§ **EXTRAHIERTER TEXT**
= = = = = = =
Prof. Dr. Joachim Schmidt ist Ärztlicher Direktor und Chefarzt Endoprothetik an der Orthoparc-Privatklinik in Köln. Marie-Anne Schlolaut hat mit ihm gesprochen.

Sie haben eine Patienten-Broschüre kreiert, in der in Bildern erklärt wird, welche sexuellen Praktiken mit künstlichem Hüft- oder Kniegelenk möglich sind. Ist die Nachfrage so groß?

Zwei Dinge spielen eine Rolle. Die Patienten werden immer jünger. 40- und 50-Jährige nehmen körperliche Einschränkungen in Hüfte und Knien nicht mehr als gegeben hin, sondern lassen sich behandeln. Und zum anderen wissen wir, dass noch 20 Prozent der über 60-Jährigen regelmäßige Sexualkontakte haben.

Sie sind Chirurg. Fällt es Ihnen leicht, mit Patienten darüber zu reden.

Nein, für mich ist das echt ein Angang. Ich habe 30 Berufsjahre als Chirurg, und es fällt mir nicht leicht. Ich erkläre jedem gern, dass er noch Tennis spielen oder Ski fahren kann, aber sexuelle Kontakte zu thematisieren, ist schwer für mich.

Deshalb die Broschüre?

Ja, jeder Patient kann sie mitnehmen. Aber nicht bei jedem Patientengespräch werden wir automatisch die sexuellen Praktiken thematisieren. Das fände ich ziemlich indiskret.

Sind Sie und Ihre Klinik mit diesen Anleitungen Vorreiter?
= = = = = = =
§ **DATENAUSZÜGE**
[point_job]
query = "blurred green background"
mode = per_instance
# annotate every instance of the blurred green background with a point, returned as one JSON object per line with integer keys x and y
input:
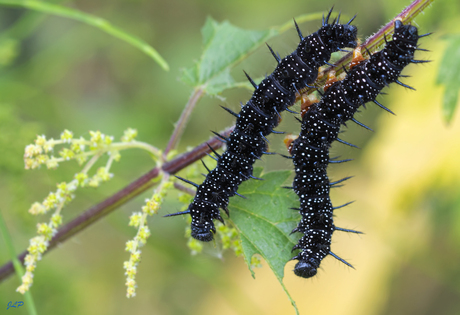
{"x": 65, "y": 74}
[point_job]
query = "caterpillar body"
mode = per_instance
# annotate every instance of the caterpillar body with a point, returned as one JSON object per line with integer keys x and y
{"x": 257, "y": 119}
{"x": 320, "y": 127}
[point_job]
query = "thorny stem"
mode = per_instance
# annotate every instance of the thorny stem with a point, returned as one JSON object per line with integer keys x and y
{"x": 129, "y": 192}
{"x": 182, "y": 122}
{"x": 373, "y": 42}
{"x": 148, "y": 180}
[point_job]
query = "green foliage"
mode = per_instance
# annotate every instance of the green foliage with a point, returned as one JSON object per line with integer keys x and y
{"x": 265, "y": 221}
{"x": 448, "y": 76}
{"x": 224, "y": 46}
{"x": 89, "y": 19}
{"x": 30, "y": 305}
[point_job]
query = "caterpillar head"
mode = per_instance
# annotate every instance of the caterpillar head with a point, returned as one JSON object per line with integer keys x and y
{"x": 202, "y": 226}
{"x": 306, "y": 268}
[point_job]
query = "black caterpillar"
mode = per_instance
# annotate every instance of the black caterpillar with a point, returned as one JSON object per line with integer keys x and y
{"x": 320, "y": 127}
{"x": 257, "y": 119}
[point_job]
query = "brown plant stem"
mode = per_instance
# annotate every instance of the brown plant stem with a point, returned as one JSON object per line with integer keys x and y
{"x": 121, "y": 197}
{"x": 373, "y": 42}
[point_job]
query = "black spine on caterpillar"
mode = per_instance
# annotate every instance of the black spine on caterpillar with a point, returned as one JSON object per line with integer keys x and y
{"x": 257, "y": 119}
{"x": 320, "y": 127}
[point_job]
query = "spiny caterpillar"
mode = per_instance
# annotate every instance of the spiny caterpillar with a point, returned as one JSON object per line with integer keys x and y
{"x": 257, "y": 119}
{"x": 320, "y": 127}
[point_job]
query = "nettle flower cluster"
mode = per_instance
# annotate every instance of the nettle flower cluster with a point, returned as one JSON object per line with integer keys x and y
{"x": 86, "y": 152}
{"x": 52, "y": 152}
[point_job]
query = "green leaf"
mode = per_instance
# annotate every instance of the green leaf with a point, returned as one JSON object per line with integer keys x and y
{"x": 449, "y": 78}
{"x": 265, "y": 221}
{"x": 89, "y": 19}
{"x": 224, "y": 46}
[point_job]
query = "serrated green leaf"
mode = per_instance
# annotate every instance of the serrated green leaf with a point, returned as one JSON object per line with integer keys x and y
{"x": 264, "y": 221}
{"x": 224, "y": 46}
{"x": 449, "y": 78}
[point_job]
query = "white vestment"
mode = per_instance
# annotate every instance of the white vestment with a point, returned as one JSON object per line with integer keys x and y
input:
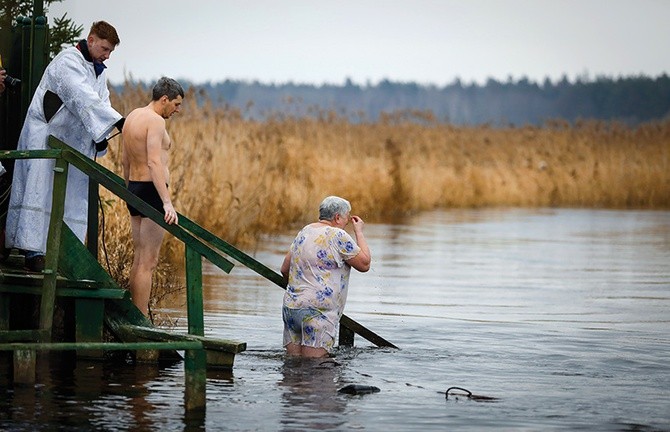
= = = = = = =
§ **AUFGABEN**
A: Wie viele Berufsjahre als Chirurg hat Prof. Dr. Joachim Schmidt laut dem Interview?
B: Gib den Teil des Interviews zwischen „Nein, für mich“ und „Deshalb die Broschüre?“ einschließlich wieder und tausche dabei „Tennis“ gegen „Golf“ aus.
C: Nenne alle Zahlen, die im Interview in Ziffern geschrieben stehen.

§ **LÖSUNGEN**
A: 30 Berufsjahre

B:
Nein, für mich ist das echt ein Angang. Ich habe 30 Berufsjahre als Chirurg, und es fällt mir nicht leicht. Ich erkläre jedem gern, dass er noch Golf spielen oder Ski fahren kann, aber sexuelle Kontakte zu thematisieren, ist schwer für mich.

Deshalb die Broschüre?

C: 40, 50, 20, 60, 30